--- BEGIN DATA LISTING ---

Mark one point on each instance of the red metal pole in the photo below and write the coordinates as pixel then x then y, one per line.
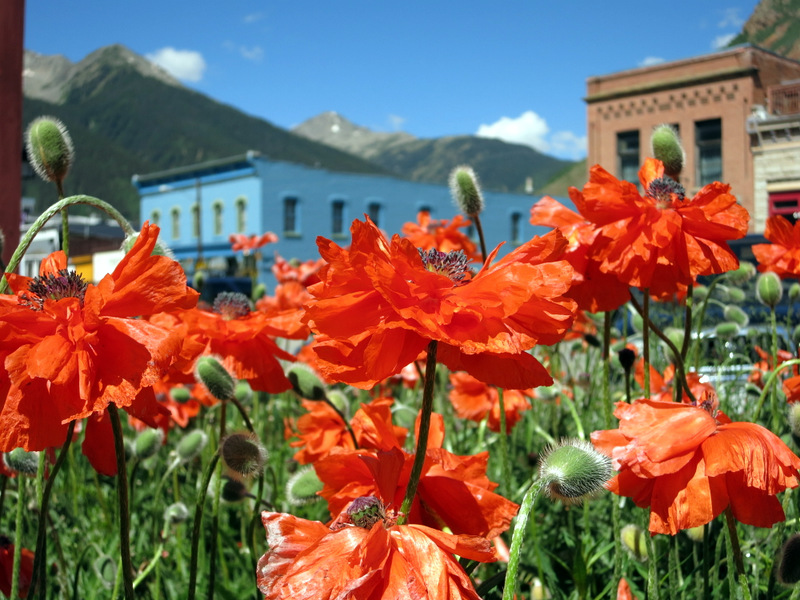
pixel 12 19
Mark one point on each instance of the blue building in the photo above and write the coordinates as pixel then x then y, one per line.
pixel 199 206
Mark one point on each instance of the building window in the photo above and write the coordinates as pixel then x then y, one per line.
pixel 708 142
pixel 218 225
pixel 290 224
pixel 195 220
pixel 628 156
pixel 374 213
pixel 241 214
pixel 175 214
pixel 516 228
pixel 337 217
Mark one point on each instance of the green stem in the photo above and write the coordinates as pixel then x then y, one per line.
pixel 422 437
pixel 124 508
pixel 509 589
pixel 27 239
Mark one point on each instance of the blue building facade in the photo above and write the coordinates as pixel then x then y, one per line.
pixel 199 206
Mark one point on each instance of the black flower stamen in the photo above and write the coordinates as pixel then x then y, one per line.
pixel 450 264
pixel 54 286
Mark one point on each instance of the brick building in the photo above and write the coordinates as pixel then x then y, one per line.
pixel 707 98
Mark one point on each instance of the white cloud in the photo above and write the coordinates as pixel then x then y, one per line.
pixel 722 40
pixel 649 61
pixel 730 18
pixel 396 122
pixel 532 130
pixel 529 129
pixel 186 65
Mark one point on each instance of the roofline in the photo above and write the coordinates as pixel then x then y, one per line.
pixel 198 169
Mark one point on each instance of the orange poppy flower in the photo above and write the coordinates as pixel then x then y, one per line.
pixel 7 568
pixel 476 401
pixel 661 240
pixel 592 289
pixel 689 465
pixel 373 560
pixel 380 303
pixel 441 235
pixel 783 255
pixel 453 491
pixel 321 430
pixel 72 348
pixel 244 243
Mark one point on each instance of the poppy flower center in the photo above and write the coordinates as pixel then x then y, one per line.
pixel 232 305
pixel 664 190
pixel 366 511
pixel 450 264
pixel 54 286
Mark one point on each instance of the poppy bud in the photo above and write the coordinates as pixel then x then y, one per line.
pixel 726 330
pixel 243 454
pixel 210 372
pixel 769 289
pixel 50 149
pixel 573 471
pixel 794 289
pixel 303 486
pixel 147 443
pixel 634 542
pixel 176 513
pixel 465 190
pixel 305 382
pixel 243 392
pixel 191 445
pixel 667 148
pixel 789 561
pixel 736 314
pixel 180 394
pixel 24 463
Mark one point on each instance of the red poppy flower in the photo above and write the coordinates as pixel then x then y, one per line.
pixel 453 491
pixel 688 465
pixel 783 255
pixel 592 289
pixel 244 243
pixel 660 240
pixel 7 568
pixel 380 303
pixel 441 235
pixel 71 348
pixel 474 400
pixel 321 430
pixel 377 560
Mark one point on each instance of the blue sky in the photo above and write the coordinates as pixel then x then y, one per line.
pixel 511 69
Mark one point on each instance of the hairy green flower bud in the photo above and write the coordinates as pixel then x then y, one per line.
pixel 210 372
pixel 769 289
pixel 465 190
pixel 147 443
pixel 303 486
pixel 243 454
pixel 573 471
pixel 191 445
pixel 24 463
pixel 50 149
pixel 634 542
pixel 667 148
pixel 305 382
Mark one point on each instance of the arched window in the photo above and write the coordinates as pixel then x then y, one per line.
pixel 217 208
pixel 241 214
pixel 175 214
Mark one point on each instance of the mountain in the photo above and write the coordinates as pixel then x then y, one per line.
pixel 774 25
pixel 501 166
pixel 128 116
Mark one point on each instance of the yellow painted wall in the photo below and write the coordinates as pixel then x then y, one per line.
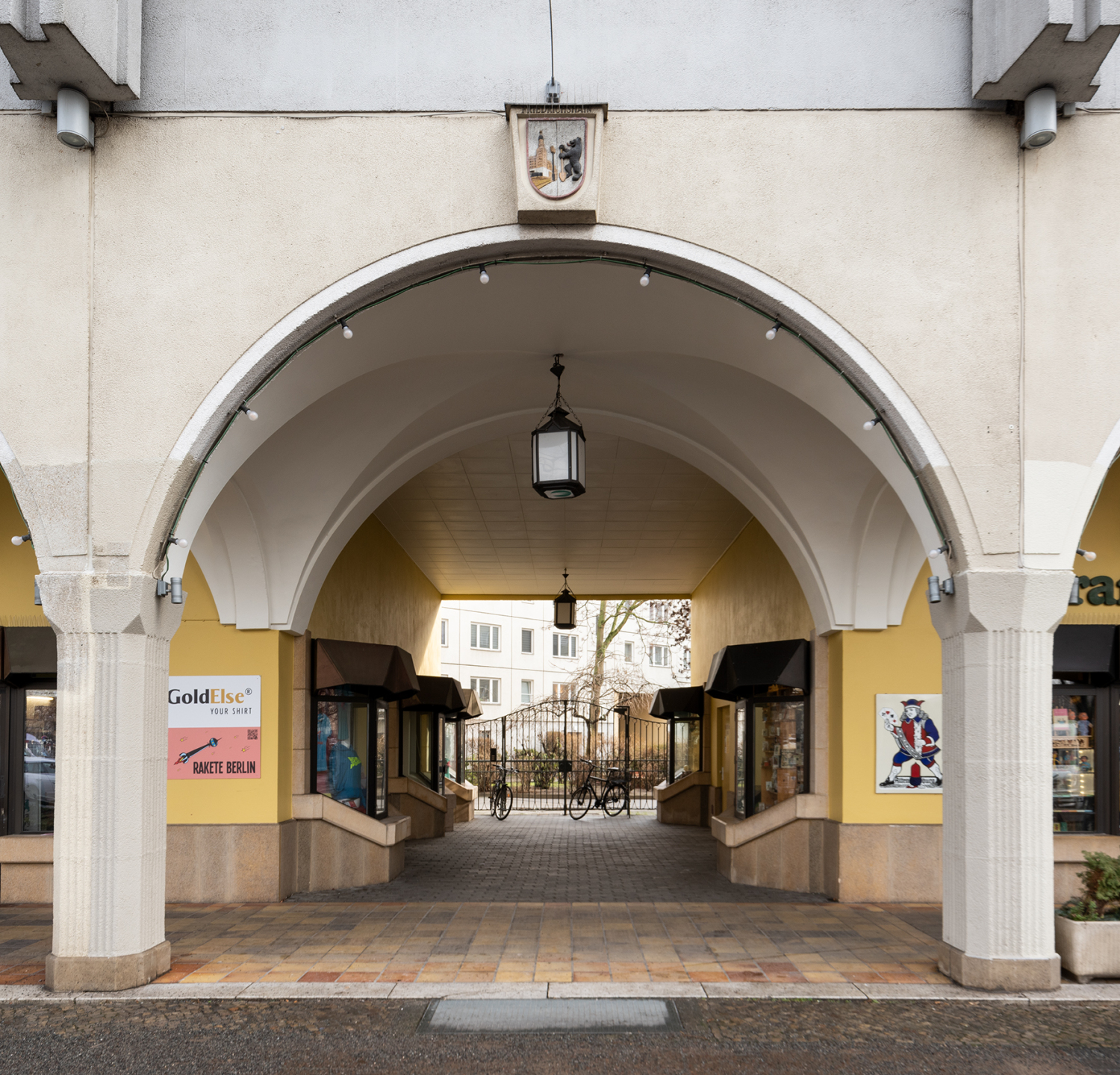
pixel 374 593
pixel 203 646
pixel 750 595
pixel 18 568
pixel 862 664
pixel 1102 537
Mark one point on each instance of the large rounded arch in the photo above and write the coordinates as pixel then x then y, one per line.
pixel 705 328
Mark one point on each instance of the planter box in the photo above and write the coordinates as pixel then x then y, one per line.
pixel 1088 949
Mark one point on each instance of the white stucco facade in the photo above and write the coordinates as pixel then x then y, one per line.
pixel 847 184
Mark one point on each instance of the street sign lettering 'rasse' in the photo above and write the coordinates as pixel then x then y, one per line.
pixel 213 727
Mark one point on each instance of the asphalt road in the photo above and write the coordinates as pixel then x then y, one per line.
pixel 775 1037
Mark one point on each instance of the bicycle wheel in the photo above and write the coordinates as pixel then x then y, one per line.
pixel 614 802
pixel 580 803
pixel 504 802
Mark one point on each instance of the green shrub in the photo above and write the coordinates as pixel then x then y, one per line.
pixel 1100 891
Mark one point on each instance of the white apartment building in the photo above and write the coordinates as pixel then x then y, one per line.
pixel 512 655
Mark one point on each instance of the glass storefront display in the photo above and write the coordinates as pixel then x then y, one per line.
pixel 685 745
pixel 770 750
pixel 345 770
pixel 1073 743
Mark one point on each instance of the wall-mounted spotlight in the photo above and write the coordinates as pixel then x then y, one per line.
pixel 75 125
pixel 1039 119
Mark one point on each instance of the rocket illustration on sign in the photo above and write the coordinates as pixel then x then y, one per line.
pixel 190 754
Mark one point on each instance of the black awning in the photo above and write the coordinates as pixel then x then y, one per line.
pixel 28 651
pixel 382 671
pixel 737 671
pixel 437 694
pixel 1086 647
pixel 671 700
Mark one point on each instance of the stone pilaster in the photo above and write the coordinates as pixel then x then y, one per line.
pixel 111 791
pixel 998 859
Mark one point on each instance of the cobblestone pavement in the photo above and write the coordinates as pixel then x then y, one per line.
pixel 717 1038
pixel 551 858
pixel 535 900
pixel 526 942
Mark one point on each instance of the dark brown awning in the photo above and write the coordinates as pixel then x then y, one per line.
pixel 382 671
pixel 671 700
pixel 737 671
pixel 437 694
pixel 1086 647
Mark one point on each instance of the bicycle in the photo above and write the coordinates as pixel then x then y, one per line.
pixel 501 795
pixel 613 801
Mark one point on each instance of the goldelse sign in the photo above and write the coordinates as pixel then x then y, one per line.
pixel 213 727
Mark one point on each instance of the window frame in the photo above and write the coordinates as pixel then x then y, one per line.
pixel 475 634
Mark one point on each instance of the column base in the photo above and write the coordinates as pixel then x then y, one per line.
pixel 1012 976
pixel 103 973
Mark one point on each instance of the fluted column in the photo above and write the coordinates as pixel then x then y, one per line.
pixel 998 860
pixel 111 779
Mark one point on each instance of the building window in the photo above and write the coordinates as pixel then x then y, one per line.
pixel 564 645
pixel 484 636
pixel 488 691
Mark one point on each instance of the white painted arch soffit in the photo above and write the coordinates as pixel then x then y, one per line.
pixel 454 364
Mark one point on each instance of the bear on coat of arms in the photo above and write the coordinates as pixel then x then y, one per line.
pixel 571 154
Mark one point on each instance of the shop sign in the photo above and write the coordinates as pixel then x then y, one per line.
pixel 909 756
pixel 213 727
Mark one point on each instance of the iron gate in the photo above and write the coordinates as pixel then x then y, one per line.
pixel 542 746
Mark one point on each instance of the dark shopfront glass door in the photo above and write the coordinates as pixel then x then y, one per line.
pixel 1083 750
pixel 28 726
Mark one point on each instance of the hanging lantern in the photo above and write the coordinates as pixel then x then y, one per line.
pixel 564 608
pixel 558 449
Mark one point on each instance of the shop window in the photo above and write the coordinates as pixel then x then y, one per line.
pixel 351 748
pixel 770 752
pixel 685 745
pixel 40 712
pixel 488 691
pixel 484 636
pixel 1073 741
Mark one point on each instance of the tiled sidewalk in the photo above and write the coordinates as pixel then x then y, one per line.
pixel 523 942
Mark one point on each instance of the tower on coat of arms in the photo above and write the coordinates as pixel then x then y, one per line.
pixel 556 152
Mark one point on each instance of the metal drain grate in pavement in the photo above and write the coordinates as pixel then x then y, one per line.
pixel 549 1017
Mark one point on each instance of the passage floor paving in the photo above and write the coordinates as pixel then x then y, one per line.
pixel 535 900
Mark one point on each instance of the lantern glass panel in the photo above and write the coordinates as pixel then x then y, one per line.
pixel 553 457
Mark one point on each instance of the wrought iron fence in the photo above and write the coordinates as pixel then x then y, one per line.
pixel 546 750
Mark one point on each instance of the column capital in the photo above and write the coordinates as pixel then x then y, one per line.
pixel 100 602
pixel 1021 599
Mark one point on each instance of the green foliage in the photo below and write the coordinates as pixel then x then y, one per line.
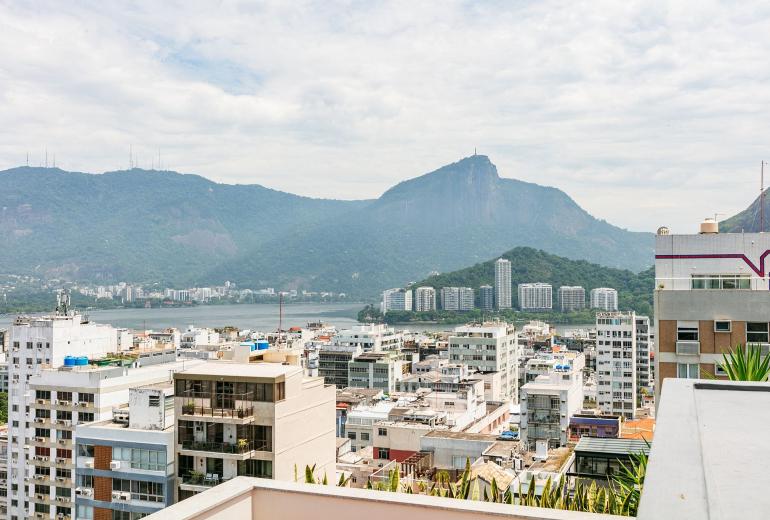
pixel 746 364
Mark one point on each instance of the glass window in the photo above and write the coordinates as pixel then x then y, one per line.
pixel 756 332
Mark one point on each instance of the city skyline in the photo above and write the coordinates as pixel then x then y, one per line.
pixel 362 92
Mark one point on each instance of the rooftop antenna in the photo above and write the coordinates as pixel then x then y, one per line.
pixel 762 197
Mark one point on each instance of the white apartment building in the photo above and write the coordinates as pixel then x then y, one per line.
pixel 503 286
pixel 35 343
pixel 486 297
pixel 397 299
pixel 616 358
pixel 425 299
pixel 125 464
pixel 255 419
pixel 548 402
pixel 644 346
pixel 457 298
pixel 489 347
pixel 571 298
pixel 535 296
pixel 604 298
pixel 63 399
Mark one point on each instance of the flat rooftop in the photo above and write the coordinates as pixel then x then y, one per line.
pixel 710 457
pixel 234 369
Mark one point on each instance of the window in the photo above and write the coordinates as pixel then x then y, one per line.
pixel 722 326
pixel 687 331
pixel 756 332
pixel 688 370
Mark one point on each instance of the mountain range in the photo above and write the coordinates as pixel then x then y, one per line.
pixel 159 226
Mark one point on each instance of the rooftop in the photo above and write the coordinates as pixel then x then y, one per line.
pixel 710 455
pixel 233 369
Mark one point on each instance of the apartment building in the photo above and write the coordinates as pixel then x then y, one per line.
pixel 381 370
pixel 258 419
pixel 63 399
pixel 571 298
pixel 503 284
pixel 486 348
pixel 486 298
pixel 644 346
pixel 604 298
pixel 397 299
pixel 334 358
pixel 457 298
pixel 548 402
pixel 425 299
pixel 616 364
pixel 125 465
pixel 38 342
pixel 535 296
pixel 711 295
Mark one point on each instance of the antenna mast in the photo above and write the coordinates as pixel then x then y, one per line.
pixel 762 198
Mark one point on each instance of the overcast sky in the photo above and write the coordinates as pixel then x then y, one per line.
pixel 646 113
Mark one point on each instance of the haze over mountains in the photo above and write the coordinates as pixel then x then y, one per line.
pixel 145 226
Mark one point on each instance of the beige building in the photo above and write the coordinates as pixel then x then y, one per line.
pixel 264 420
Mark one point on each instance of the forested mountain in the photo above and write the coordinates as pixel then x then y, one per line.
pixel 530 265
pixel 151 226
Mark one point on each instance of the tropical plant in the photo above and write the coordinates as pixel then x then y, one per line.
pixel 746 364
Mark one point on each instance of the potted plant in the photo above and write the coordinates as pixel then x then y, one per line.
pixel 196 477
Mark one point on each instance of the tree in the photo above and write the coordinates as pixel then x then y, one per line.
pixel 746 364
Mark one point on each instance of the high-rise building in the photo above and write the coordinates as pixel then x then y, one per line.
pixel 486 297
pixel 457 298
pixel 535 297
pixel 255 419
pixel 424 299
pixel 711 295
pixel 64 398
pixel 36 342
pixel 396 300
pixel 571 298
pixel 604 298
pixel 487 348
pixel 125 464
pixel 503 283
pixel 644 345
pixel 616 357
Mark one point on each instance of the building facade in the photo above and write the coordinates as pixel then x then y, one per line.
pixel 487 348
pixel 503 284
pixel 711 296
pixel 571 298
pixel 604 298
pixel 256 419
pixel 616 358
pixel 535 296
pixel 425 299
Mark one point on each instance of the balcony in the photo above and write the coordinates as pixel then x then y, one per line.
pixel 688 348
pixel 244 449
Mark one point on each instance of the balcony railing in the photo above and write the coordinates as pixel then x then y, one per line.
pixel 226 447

--- END DATA LISTING ---

- _TO BE DONE_
Render the lines of the listing above, from the line with "Mark one point on each instance of the white stucco" up to and including the line with "pixel 504 802", as a JSON list of strings with one string per line and blank lines left out.

- _WRITTEN SOLUTION_
[
  "Mark one point on each instance of the white stucco facade in the photo above and write the coordinates as pixel then x then y, one per line.",
  "pixel 847 184",
  "Mark one point on each instance of the street sign lettering 'rasse' in the photo above and write the coordinates as pixel then x then y, one per line.",
  "pixel 213 727",
  "Mark one point on each instance of the asphalt road in the photo above and write the coordinates as pixel then x then y, one per line.",
  "pixel 775 1037",
  "Mark one point on each instance of the bicycle wheel in the photo above and write the coordinates as pixel then x then y, one per line.",
  "pixel 614 802",
  "pixel 580 803",
  "pixel 504 802"
]